→ YOUR INSTRUCTIONS
Using the commentary on 1 Corinthians 15:39-44, explain in one to three sentences why a "spiritual body" does not mean an immaterial or intangible one.

→ TEXT EXCERPT
1Corinthians 15:39-44 All flesh is not the same flesh: but there is one kind of flesh of men, another flesh of beasts, another of fishes, and another of birds. There are also celestial bodies, and bodies terrestrial: but the glory of the celestial is one, and the glory of the terrestrial is another. There is one glory of the sun, and another glory of the moon, and another glory of the stars: for one star differs from another star in glory. So also is the resurrection of the dead. It is sown in corruption; it is raised in incorruption: It is sown in dishonour; it is raised in glory: it is sown in weakness; it is raised in power: It is sown a natural body; it is raised a spiritual body. There is a natural body, and there is a spiritual body. 

‘All flesh is not the same flesh: but there is one kind of flesh of men, another flesh of beasts, another of fishes, and another of birds.’ No two species of animals have the same flesh or flavour. This is also true of vegetables, grain, and other things in nature.

‘Celestial bodies’ [Greek: epouranios]. There are heavenly bodies and earthly bodies which have different glories even as the sun, moon, and stars differ in glory (15:40-41).

‘Terrestrial’ [Greek: epigeios] that which pertains to the earth.

‘So also is the resurrection of the dead’-  All resurrected bodies will be immortal, but they will possess different degrees of glory. Our bodies are sown in corruption (15:21-22); raised in incorruption (15:51-54); sown in dishonor (Gen. 3:19); raised in glory (Php. 3:21; Col. 3:4); sown in weakness (Jas. 1:10-11); raised in power (15:53-56; 2Cor. 5:4); and sown as natural bodies (John 5:28-29; Dan. 12:2); raised as spiritual bodies (15:44; Php. 3:21).

‘Corruption’ [Greek: phthora] moral corruption, decay, ruin, depravity, wickedness (15:42, 50; Rom. 8:21; Gal. 6:8; 2Pet. 1:4; 2:12, 19). Also translated “perish” (Col. 2:22) and “be destroyed” (2Pet. 2:12).

‘Incorruption’ [Greek: aphtharsia] incorruption (referring to resurrected bodies, 1Cor. 15:42, 50, 53, 54); and immortality (referring to the life people get through the gospel, Rom. 2:7; 2Tim. 1:10).

‘Spiritual body’ [Greek: pneumatikos]. By this is meant the body will become of immortal substance. It has no reference to becoming immaterial, intangible, and without flesh and bones, for our resurrected bodies will still be flesh and bone, though not flesh and blood. Spirit bodies are as real as can be, but of a higher substance than natural bodies. God and angels have spirit bodies, and yet they are real tangible and materialized bodies, as proved by hundreds of passages describing them and many personal acts.

→ STORED ROWS

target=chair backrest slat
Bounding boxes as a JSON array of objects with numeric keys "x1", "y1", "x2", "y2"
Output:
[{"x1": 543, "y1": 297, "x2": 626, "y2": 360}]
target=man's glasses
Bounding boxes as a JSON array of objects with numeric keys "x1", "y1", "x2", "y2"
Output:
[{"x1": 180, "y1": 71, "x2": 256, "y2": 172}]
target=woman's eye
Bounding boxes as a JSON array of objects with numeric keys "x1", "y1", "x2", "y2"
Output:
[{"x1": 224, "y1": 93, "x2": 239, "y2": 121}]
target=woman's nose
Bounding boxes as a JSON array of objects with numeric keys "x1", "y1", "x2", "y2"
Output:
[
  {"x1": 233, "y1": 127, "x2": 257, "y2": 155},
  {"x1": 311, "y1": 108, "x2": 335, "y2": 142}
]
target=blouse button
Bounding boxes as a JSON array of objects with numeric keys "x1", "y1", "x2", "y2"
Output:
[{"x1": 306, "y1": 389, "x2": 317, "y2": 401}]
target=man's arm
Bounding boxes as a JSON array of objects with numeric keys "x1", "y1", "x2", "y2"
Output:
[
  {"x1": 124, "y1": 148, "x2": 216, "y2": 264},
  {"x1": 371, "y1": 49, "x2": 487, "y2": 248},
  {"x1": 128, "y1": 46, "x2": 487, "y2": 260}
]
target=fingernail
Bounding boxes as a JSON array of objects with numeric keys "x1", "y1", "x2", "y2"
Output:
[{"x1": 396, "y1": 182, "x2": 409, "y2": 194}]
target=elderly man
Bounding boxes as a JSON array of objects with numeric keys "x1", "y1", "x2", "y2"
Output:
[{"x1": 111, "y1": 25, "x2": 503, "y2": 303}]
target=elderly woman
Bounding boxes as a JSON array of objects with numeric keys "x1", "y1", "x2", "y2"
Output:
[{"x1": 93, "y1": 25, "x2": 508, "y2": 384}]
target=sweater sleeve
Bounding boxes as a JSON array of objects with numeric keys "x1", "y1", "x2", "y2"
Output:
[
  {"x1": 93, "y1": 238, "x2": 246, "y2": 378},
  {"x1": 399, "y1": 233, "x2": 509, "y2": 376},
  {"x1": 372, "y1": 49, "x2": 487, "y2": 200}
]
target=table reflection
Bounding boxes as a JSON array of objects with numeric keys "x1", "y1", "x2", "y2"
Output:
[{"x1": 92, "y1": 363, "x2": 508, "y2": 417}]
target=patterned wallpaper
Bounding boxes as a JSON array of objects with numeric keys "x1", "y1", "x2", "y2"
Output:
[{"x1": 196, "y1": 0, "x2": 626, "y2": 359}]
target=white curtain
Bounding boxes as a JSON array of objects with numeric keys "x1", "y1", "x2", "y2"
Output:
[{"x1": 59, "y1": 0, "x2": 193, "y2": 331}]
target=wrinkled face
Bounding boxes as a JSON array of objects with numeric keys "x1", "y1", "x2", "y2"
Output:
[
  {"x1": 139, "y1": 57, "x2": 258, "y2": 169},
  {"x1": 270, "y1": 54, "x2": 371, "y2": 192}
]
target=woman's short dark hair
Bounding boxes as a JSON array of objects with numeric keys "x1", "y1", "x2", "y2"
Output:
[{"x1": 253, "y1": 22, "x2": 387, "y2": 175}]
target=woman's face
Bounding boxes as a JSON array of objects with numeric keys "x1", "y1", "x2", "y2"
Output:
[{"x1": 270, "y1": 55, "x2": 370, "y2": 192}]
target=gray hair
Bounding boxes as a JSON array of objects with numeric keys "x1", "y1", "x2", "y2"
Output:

→ FULL SOLUTION
The commentary says "spiritual body" means the body becomes immortal in substance, not immaterial, because resurrected bodies will still be flesh and bone, though not flesh and blood. It adds that God and angels have spirit bodies that are nonetheless real, tangible, and materialized, as hundreds of passages describing them and many personal acts prove.